* [Task instructions] Report each line of the records below that contains the word "tower", copying every such line in full.

* [Dataset excerpts]

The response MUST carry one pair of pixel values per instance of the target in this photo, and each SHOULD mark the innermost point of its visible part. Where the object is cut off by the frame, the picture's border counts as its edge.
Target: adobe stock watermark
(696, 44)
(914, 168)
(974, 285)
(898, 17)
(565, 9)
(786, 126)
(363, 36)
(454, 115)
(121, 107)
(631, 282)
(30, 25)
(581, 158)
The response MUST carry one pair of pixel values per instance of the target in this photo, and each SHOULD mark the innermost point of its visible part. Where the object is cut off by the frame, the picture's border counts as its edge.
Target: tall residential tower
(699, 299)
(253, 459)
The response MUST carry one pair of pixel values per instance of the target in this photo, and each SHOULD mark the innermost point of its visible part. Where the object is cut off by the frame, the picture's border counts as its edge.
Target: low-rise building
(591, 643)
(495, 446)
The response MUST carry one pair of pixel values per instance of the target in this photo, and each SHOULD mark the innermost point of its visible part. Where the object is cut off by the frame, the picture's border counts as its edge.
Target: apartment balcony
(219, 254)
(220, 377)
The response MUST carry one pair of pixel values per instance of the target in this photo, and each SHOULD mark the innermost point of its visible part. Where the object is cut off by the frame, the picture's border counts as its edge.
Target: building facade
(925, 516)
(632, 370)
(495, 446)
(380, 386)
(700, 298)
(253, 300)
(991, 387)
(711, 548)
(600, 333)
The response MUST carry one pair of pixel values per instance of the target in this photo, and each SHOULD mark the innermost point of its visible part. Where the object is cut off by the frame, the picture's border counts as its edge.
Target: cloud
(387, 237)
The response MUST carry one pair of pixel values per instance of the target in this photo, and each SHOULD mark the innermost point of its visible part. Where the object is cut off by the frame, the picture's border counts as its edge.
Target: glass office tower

* [Response]
Target: tall residential tower
Target: glass office tower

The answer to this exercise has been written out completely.